** TASK REQUIREMENTS **
Retype all of the entries below character for character, with no changes.

** WORKING DATA **
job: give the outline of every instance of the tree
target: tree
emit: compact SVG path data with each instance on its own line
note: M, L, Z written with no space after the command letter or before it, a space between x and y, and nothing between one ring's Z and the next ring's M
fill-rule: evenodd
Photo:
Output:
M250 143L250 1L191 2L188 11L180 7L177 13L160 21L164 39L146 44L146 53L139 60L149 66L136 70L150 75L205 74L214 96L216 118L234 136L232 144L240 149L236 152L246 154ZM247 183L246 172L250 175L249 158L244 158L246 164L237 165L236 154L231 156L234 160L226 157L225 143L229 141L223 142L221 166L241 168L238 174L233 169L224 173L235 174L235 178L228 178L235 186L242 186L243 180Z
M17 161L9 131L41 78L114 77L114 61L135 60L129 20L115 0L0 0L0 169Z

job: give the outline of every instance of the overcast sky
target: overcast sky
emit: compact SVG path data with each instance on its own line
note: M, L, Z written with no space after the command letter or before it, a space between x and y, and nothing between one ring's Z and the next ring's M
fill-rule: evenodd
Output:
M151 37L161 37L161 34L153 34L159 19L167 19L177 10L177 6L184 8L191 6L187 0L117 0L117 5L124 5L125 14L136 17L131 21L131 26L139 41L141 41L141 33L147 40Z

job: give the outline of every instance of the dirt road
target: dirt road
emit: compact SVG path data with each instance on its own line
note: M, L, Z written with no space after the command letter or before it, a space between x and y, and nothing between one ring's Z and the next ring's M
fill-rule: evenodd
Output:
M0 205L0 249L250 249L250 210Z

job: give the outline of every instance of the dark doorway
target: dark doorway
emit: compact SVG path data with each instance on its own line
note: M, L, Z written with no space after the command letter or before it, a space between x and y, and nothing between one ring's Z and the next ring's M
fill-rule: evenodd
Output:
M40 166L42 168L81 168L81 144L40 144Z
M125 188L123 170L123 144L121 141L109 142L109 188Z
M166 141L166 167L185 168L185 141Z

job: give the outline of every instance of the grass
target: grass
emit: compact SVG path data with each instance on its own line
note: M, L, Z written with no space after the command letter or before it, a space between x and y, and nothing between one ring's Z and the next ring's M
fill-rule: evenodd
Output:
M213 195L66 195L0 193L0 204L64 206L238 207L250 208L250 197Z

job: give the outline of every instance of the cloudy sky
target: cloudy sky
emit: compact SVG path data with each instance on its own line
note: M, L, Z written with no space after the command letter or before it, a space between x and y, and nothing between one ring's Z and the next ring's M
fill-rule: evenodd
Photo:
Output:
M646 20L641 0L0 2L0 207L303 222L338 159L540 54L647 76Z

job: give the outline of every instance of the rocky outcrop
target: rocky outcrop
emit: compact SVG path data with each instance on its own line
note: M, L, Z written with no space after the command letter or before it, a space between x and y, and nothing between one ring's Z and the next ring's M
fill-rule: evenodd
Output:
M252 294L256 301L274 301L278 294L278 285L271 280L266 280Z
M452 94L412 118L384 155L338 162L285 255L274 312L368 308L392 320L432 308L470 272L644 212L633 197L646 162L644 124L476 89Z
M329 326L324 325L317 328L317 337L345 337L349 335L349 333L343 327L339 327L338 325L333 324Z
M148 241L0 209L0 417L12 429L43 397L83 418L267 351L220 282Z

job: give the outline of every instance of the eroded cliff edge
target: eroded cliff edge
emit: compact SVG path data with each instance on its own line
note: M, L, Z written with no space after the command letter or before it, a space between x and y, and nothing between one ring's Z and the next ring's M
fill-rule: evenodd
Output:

** CORRECT OUTPUT **
job: give the outline of every instance of the tree
target: tree
emit: compact SVG path data with each instance on its own line
note: M, L, Z written with no space after the command letter or before it, a space between x and y, and nothing between one ring's Z and the next ring's M
fill-rule: evenodd
Photo:
Output:
M250 143L250 1L191 2L188 11L180 7L177 13L160 21L164 39L146 44L146 53L139 60L149 66L136 70L150 75L205 74L214 96L216 118L234 136L232 144L240 149L236 152L246 154ZM247 183L246 172L250 175L249 158L244 158L246 164L237 165L236 154L231 156L234 160L226 157L225 143L229 141L223 142L221 166L241 168L238 174L233 169L224 173L235 174L235 178L228 178L235 186L242 186L243 180Z
M17 161L9 131L41 78L114 77L114 61L135 60L129 20L115 0L0 0L0 169Z

job: give the outline of every instance of the overcast sky
target: overcast sky
emit: compact SVG path data with each instance on its own line
note: M, L, Z written with no space after the command letter or before it, a space between x and y, and nothing between one ring's Z and the next ring's M
fill-rule: evenodd
Output:
M151 37L161 37L161 34L153 34L159 19L167 19L177 10L177 6L184 8L191 6L187 0L117 0L117 5L124 5L125 14L136 17L131 21L131 26L139 41L141 41L141 33L147 40Z

job: give the outline of every instance of the dirt road
target: dirt road
emit: compact SVG path data with each instance on its own line
note: M, L, Z written with no space after the command letter or before it, a space between x and y, and nothing between one ring's Z and the next ring's M
fill-rule: evenodd
Output:
M0 205L0 249L250 249L250 210Z

job: give the outline of every instance of the dark doorway
target: dark doorway
emit: compact SVG path data with each instance on its own line
note: M, L, Z written with no space after the command letter or before it, a space between x and y, and nothing between one ring's Z and the next ring's M
fill-rule: evenodd
Output:
M40 166L42 168L81 168L81 144L40 144Z
M125 188L123 170L123 144L121 141L109 142L109 188Z
M166 141L166 167L185 168L185 141Z

job: give the outline of every instance of the grass
target: grass
emit: compact SVG path data with each instance on its own line
note: M, L, Z written with no space after the command letter or before it, a space between x and y, and nothing between one ring's Z and the next ring's M
fill-rule: evenodd
Output:
M213 195L66 195L0 193L0 204L64 206L238 207L250 208L250 197Z

job: give the outline of every instance of the cloudy sky
target: cloudy sky
emit: compact SVG path data with each instance on its own line
note: M, L, Z written with no space after the command letter or before it, a space between x and y, and nothing between one ring's Z and the next ring's M
fill-rule: evenodd
Photo:
Output:
M646 20L641 0L0 2L0 207L303 222L338 159L540 54L647 76Z

job: give the outline of every instance of the rocky outcrop
target: rocky outcrop
emit: compact SVG path data with each instance on its own line
note: M, L, Z written with no space after the command letter or before it, a space between x and y, and nothing between one ring's Z and the next ring's M
fill-rule: evenodd
Output:
M252 294L256 301L274 301L278 294L278 285L271 280L266 280Z
M452 94L412 118L384 155L338 162L285 255L274 312L368 308L392 320L432 308L470 272L644 212L633 197L646 162L644 124L476 89Z
M329 326L324 325L317 328L317 337L345 337L349 335L349 333L343 327L339 327L338 325L333 324Z
M148 241L0 209L0 417L12 429L43 397L83 418L267 351L220 282Z

job: give the outline of every instance of the eroded cliff edge
target: eroded cliff edge
emit: compact SVG path data with each instance on its own line
note: M, L, Z written with no space after the command letter or before it, a space between x and y, and nothing between one ring's Z and the next ring's M
fill-rule: evenodd
Output:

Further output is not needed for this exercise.